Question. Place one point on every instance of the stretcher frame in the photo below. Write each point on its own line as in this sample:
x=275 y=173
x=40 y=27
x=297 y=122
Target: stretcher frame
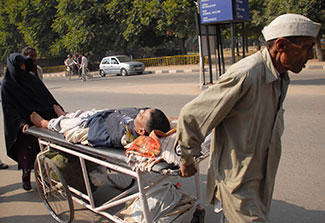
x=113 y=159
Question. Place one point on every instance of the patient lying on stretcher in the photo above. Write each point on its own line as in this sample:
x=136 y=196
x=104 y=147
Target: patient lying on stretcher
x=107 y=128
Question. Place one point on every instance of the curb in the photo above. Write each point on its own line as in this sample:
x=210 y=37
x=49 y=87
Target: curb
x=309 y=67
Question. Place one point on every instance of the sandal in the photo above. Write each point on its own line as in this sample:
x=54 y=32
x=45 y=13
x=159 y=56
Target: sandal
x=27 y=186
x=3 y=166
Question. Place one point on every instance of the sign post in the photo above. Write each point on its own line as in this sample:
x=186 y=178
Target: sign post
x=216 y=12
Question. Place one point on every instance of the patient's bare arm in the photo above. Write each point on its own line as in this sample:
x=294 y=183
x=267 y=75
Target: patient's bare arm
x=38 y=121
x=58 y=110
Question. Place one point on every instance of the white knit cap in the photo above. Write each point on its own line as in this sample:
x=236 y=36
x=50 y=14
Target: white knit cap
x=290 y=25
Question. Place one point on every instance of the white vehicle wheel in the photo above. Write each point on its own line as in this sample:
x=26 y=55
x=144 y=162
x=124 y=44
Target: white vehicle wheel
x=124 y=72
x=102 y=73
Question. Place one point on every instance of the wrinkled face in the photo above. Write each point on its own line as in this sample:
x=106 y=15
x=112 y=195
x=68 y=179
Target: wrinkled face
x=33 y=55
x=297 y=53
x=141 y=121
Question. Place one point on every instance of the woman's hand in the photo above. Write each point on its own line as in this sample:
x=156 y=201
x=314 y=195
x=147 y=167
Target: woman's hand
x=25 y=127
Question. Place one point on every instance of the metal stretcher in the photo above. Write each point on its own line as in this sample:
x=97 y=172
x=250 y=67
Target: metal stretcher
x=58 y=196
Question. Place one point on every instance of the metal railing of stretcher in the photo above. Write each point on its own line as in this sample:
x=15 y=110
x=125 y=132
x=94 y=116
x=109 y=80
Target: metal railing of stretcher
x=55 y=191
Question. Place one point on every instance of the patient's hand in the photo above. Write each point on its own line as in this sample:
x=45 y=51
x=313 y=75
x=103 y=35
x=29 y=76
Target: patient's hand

* * *

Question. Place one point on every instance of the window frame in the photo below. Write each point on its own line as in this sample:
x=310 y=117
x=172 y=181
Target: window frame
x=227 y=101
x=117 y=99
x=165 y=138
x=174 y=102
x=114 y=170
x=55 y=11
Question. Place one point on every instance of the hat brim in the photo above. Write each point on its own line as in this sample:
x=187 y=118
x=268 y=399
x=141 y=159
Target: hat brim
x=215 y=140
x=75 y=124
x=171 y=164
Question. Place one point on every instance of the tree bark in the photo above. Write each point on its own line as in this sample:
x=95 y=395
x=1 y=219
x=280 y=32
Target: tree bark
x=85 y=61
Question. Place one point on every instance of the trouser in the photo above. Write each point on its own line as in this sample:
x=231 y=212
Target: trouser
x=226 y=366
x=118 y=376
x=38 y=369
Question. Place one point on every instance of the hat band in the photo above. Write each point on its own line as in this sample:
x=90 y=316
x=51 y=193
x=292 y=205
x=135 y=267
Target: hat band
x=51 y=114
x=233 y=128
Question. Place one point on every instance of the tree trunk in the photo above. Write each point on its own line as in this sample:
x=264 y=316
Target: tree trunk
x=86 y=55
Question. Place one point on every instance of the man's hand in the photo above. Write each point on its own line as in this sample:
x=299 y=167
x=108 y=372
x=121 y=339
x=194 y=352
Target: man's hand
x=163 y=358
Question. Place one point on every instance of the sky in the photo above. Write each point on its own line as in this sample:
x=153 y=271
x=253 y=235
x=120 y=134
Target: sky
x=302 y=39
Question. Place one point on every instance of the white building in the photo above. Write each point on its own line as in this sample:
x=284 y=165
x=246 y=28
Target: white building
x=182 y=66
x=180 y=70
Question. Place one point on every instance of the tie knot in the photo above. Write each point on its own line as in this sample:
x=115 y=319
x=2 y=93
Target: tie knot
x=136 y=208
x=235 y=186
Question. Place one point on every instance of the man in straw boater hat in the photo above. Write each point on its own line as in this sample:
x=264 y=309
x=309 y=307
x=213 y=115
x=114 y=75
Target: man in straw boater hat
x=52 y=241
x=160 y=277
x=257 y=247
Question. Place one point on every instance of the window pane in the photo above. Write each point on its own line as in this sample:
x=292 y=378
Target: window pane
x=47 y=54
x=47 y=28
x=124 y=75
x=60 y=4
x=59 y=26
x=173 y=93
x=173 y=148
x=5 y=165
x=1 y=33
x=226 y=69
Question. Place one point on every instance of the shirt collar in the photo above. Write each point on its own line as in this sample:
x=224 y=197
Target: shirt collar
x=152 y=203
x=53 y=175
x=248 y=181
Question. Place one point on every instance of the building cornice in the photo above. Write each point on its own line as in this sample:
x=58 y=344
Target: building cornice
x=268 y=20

==

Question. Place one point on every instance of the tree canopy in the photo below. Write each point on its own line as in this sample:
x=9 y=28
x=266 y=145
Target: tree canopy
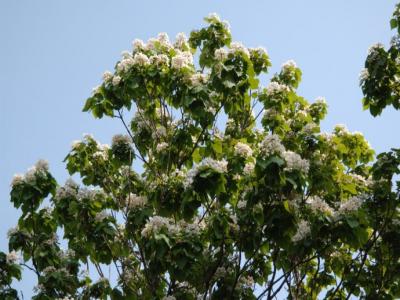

* **TASK TO COMPLETE**
Copy the lines above verbatim, starting at the line containing "Question. Place one point on every instance of the hat brim" and ending after the line containing "x=257 y=247".

* **RESULT OF THE EXERCISE**
Question. Place one point on every instance of the hat brim in the photo above. Write each point on its own line as in this sample:
x=187 y=118
x=268 y=399
x=141 y=159
Target: hat brim
x=215 y=140
x=75 y=124
x=171 y=164
Question. Place one point on every instance of the tree bark in the photo above. Write each point on its own line as in this sample:
x=95 y=395
x=1 y=219
x=280 y=32
Target: tree bark
x=85 y=61
Question. Place one point on every instance of the trouser in the photo above. Write each point on its own line as in this sample:
x=231 y=212
Target: trouser
x=226 y=366
x=118 y=376
x=38 y=369
Question. Place one point on every instance of the hat band in the photo above. Write each point on its own line as in this sample:
x=90 y=316
x=51 y=193
x=292 y=205
x=135 y=267
Target: hat band
x=51 y=114
x=233 y=128
Question. Place one point on every instance of the tree trunk in the photo above. Write each point on its own line as in this sample:
x=264 y=316
Target: tree trunk
x=86 y=55
Question. Place one point on every instance of the man's hand in the photo above. Write each point on its own line as in this sample:
x=299 y=167
x=108 y=372
x=121 y=339
x=194 y=352
Target: man's hand
x=163 y=358
Question. Place one point on every instance of the sky in the photo above. Write each point on its own line as in this sample:
x=153 y=271
x=253 y=235
x=120 y=134
Target: sky
x=302 y=39
Question. Place one point on every instance of the white building in the photo above. Write each point on its own line as in this sample:
x=284 y=165
x=246 y=28
Target: white building
x=182 y=66
x=180 y=70
Question. Place one point on every instance of the tie knot in the photo above. Write each point on its own line as in this sample:
x=115 y=319
x=2 y=93
Target: tie knot
x=136 y=208
x=235 y=186
Question. Place one point on every instance of the man in straw boater hat in the photo above. Write each point on its own line as in this sample:
x=264 y=309
x=309 y=307
x=213 y=115
x=114 y=75
Target: man in straw boater hat
x=52 y=241
x=160 y=277
x=257 y=247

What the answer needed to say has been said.